▶ _SHORT PROBLEM_
Pull out every line of the data below that contains the word "purple".
-------------------------
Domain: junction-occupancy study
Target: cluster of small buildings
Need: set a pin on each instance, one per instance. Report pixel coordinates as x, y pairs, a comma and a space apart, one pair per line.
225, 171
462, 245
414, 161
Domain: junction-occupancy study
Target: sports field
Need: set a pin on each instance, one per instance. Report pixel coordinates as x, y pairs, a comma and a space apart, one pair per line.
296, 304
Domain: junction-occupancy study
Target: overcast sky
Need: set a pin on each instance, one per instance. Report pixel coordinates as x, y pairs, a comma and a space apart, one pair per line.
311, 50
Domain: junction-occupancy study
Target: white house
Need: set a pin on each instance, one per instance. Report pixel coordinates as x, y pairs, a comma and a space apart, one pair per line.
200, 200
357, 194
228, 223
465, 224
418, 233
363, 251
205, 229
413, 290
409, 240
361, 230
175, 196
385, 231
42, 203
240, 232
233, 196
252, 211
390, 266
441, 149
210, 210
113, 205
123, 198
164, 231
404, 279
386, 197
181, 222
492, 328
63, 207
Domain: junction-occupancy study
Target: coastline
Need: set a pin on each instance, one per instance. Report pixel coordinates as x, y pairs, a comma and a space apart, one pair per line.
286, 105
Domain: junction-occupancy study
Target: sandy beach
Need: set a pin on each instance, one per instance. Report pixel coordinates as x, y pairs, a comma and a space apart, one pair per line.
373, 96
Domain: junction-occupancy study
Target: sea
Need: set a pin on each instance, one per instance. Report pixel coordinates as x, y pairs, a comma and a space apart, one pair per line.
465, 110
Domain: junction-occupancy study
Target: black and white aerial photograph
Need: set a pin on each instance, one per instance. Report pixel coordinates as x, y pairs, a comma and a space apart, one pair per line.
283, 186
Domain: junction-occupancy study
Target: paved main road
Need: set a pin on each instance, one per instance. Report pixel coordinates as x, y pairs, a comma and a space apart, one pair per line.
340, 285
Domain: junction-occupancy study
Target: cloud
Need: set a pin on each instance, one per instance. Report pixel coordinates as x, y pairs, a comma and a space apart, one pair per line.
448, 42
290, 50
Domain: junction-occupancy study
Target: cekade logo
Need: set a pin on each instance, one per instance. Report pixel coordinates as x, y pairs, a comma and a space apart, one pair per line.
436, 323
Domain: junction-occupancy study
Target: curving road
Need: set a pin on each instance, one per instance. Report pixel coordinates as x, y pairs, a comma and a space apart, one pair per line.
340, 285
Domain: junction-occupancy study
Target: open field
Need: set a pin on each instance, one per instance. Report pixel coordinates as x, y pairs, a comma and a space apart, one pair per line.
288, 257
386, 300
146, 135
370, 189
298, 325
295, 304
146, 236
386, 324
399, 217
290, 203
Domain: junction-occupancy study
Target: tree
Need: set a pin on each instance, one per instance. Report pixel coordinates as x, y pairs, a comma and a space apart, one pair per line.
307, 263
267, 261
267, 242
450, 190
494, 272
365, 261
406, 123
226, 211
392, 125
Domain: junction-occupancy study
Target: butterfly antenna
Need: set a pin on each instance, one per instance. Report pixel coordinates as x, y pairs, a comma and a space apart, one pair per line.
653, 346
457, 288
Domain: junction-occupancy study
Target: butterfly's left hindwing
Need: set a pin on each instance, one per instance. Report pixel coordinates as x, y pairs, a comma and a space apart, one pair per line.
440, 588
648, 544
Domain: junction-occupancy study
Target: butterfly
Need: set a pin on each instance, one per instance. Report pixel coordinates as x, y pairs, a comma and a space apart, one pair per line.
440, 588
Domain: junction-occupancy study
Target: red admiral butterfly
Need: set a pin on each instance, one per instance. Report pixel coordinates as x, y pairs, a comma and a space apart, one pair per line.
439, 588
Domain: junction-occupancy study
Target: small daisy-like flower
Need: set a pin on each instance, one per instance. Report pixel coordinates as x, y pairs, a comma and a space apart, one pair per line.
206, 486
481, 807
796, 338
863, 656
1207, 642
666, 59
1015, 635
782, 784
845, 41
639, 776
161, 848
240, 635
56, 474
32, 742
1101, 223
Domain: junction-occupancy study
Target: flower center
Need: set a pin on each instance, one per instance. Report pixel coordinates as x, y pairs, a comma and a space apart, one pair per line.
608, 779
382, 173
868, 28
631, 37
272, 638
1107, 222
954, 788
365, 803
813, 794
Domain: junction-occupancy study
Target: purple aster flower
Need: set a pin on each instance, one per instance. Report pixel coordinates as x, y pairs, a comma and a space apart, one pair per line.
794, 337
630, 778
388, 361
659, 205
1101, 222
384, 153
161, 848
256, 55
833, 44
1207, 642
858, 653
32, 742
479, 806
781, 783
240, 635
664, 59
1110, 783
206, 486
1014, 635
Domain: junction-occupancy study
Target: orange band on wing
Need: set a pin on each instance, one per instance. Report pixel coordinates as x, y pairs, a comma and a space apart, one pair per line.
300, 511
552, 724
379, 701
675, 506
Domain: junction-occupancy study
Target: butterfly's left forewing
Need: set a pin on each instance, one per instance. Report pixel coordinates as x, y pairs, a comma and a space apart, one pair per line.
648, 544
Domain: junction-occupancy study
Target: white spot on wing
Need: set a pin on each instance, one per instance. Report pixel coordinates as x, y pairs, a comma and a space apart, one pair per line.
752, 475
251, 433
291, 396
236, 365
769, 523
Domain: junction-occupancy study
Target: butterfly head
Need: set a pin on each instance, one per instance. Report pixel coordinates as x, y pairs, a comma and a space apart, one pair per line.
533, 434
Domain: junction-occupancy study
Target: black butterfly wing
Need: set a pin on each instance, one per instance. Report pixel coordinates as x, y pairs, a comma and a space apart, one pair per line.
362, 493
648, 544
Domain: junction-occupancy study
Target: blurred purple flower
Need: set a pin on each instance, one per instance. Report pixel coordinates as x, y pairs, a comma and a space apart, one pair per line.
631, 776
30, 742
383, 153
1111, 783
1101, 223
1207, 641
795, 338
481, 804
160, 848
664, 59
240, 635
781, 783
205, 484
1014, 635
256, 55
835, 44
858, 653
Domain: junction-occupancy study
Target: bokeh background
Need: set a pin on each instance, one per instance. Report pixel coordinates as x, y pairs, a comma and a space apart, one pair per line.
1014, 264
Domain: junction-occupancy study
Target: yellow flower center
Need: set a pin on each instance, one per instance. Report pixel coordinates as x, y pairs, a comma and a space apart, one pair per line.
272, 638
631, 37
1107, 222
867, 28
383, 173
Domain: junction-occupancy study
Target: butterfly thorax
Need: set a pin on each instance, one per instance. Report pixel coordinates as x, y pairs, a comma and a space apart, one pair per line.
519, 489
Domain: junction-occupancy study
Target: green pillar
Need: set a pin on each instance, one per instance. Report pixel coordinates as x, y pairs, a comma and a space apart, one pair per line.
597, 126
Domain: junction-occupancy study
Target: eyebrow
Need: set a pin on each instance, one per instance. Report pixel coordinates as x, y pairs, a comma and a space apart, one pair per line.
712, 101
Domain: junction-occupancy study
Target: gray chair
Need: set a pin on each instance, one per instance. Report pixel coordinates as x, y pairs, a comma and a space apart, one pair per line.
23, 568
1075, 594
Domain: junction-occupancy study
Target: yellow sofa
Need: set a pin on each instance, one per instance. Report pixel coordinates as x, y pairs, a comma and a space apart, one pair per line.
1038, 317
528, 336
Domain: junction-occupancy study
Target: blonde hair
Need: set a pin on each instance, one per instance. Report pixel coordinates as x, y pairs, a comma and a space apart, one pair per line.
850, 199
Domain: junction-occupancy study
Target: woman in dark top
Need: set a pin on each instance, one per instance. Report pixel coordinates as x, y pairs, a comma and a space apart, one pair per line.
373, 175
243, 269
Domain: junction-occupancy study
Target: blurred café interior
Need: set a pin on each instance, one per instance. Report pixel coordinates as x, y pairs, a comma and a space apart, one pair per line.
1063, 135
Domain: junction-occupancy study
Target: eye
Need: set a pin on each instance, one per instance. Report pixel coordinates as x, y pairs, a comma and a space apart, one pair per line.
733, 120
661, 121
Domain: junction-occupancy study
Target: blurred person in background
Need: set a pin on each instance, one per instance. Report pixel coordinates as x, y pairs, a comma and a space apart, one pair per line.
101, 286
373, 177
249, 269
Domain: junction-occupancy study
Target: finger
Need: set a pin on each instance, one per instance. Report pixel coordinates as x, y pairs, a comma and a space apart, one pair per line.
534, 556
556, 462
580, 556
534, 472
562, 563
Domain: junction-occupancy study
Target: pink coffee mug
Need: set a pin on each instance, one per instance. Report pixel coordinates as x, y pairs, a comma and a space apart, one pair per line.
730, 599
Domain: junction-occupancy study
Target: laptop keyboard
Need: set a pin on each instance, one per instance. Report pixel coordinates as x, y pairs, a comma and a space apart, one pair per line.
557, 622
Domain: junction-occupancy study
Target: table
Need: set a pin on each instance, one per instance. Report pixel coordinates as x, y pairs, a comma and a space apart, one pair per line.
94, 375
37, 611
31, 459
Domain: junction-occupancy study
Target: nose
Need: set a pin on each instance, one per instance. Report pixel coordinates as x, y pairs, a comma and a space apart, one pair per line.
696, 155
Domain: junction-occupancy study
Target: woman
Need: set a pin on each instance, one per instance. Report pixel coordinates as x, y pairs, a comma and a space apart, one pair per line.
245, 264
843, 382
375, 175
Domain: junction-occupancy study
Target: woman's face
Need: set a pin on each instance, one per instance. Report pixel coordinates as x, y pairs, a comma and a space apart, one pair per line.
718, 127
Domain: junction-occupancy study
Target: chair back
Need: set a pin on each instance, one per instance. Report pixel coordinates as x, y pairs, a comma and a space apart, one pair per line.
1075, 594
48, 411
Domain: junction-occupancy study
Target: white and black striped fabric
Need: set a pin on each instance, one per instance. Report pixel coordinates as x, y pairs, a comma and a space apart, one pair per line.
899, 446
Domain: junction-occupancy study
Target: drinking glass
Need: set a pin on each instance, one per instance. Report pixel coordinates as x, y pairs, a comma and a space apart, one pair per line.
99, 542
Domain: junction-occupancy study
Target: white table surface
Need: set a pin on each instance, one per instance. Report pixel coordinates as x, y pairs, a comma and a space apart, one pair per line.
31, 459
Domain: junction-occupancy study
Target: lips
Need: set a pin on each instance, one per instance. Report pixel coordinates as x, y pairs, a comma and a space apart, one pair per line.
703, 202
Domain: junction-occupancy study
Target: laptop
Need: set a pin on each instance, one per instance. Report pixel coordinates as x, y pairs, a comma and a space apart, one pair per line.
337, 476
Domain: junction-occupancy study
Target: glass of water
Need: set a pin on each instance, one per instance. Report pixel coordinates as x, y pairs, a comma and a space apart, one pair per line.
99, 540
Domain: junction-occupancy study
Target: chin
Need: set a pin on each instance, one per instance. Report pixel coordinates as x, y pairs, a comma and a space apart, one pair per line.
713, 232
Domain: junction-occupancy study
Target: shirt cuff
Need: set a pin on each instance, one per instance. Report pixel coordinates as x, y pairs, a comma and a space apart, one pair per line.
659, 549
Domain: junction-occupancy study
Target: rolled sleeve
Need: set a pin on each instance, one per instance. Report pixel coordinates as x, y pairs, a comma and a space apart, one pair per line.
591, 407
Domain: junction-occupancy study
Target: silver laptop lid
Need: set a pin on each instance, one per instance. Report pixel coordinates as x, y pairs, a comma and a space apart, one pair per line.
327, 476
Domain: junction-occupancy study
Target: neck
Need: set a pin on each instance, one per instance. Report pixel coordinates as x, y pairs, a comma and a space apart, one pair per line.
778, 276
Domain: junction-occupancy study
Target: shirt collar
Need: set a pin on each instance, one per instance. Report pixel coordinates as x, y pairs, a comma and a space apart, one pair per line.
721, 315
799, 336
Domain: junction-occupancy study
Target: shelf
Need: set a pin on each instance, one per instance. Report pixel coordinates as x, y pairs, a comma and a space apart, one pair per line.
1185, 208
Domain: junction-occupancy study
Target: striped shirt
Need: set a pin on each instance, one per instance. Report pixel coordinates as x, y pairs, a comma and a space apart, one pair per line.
-------------------------
▶ _THE OUTPUT_
Target: purple aster flower
Target: blurred purple flower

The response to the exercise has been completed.